This should probably be in the book review forum but here goes. [Opening myself up to criticism]
I’ve been reading and listening to an Kindle/Audible recording of Peter Enns book
How the Bible Actually Works (2019) for the past month or more (narrated by the author himself).
It is written in an informal manner, jokes, puns and humorous asides are thrown into the mix of serious theological questioning.
I listened to it a few times: the book is both intriguing and troublesome.
He describes our Scriptures as a very human book, a book of human wisdom but don’t get me wrong, he doesn’t deny that the words are inspired.
In a previous book, he related that we can describe Scripture in a way similar to how we describe Christ, being both 100% fully God, and 100% fully man, a view he calls the “
incarnational analogy: Christ’s incarnation is analogous to Scripture’s “incarnation." [Peter Enns,
Inspiration and Incarnation: Evangelicals and the Problem of the Old Testament, second edition. (Grand Rapids, MI: Baker Academic, 2015), 6.]
Enns repeatedly uses the word, “
re-imagined” as he marches us through the Scriptures, I initially presumed he meant something along the lines of "progressive revelation" but the more I listened the more I realized it was not a fit.
Why does the book bother me? He confronts various biblical problem passages directly, accepting them at face value and doesn't attempt to explain them away, rather he understands that the people (biblical authors) of the time were working out God’s ways in their own time, in their own way. They were “
re-imagining” God.
I eventually had to research exactly what Peter Enns felt about inerrancy, This was the doctrine that was being attacked.
Peter Enns participated in writing yet another book,
Five Views on Biblical Inerrancy.

..........

AIM A:
Locate each line in the rows below that contains the string "wooden", and copy those lines. Case counts.
AIM B:
Write the next part of the forum post above about Peter Enns's book, starting right after its final sentence.

..........

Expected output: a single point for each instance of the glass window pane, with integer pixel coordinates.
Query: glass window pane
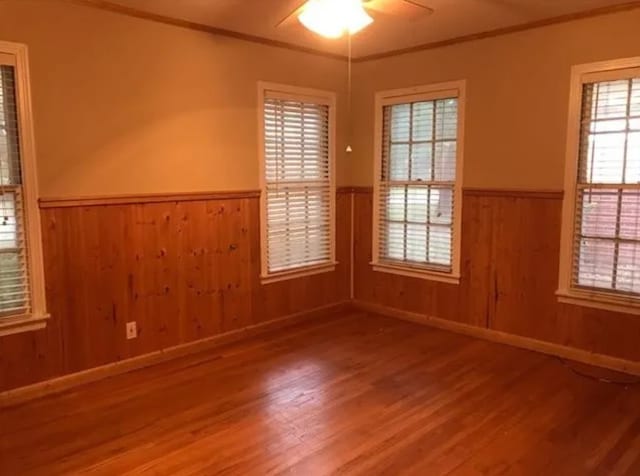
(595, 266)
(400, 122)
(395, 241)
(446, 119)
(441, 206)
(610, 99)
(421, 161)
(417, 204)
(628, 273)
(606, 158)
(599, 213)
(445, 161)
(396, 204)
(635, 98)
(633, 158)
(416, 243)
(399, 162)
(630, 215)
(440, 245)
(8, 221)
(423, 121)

..........

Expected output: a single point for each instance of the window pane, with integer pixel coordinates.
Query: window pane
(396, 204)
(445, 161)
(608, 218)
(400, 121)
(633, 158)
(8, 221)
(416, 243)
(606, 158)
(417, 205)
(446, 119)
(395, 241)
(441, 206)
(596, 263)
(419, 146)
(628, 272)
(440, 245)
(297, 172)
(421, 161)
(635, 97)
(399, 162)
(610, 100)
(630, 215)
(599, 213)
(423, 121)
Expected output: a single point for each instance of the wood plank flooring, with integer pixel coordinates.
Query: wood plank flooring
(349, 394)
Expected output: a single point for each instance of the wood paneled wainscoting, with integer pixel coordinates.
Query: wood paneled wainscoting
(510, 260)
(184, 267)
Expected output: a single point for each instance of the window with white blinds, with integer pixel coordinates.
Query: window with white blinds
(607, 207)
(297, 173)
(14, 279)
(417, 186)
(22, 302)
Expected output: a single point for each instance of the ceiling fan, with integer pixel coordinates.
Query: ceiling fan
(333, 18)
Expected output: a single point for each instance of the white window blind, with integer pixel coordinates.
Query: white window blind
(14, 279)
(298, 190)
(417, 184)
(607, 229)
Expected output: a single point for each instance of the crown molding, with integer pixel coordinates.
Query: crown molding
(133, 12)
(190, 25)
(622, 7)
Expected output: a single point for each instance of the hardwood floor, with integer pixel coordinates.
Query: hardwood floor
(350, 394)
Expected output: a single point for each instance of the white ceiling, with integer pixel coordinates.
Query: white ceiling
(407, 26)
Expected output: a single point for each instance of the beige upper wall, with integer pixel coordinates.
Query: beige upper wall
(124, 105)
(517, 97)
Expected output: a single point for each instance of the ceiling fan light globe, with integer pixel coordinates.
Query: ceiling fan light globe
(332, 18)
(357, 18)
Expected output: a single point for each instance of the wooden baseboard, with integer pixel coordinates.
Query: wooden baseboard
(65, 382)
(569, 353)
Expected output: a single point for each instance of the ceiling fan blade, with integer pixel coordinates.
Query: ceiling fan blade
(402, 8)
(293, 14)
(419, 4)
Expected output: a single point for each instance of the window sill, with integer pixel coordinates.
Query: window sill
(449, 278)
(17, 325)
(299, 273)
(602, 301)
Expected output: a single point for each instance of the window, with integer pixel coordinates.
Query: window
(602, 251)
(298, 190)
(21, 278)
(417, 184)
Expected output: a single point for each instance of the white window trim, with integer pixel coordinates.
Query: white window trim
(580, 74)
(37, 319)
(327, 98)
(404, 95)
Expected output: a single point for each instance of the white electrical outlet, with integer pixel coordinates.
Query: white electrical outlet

..........

EXERCISE RESULT A:
Expected output: a single point for each instance of the wooden baseboard, with integer pixel coordinates.
Query: wooden baseboard

EXERCISE RESULT B:
His chapter was titled,
Biblical Inerrancy: Peter Enns – An Argument Against Inerrancy
The Bible is a book that tells one grand narrative, but by means of divergent viewpoints and different theologies. It tells of God’s acts but also reports some events that either may not have happened or have been significantly reshaped and transformed by centuries of tradition. It presents us with portraits of God and of his people that at times comfort and confirm our faith while at other times challenge and stretch our faith to its breaking point. This is the Bible we have, the Bible God gave us. Redefining or nuancing inerrancy to account for these properties can be of some value, and some are no doubt content to do so. The core issue, however, is how inerrancy functions in contemporary evangelical theological discourse. This too varies, but when all is said and done, I do not think inerrancy can capture the Bible’s varied character and complex dynamics. Though intended to protect the Bible, inerrancy actually sells it short by placing on it expectations it is not designed to bear—as evidenced by the need for generations of continued publications and debates to defend it. On a deeper and ultimately more important level, inerrancy sells God short. Inerrancy is routinely propounded as the logical entailment of God’s truthfulness, which for many inerrantists leads to the necessary expectation of the Bible’s historical accuracy. The premise that such an inerrant Bible is the only kind of book God would be able to produce, or the only effective means of divine communication, strikes me as assuming that God shares our modern interest in accuracy and scientific precision, rather than allowing the phenomena of Scripture to shape our theological expectations. Zondervan. Five Views on Biblical Inerrancy (Counterpoints: Bible and Theology) Zondervan. Kindle Edition.
I've been studying biblical inerrancy for decades and have a whole shelf on the topic. For some reason Enns has made inroads into my thoughts and understandings.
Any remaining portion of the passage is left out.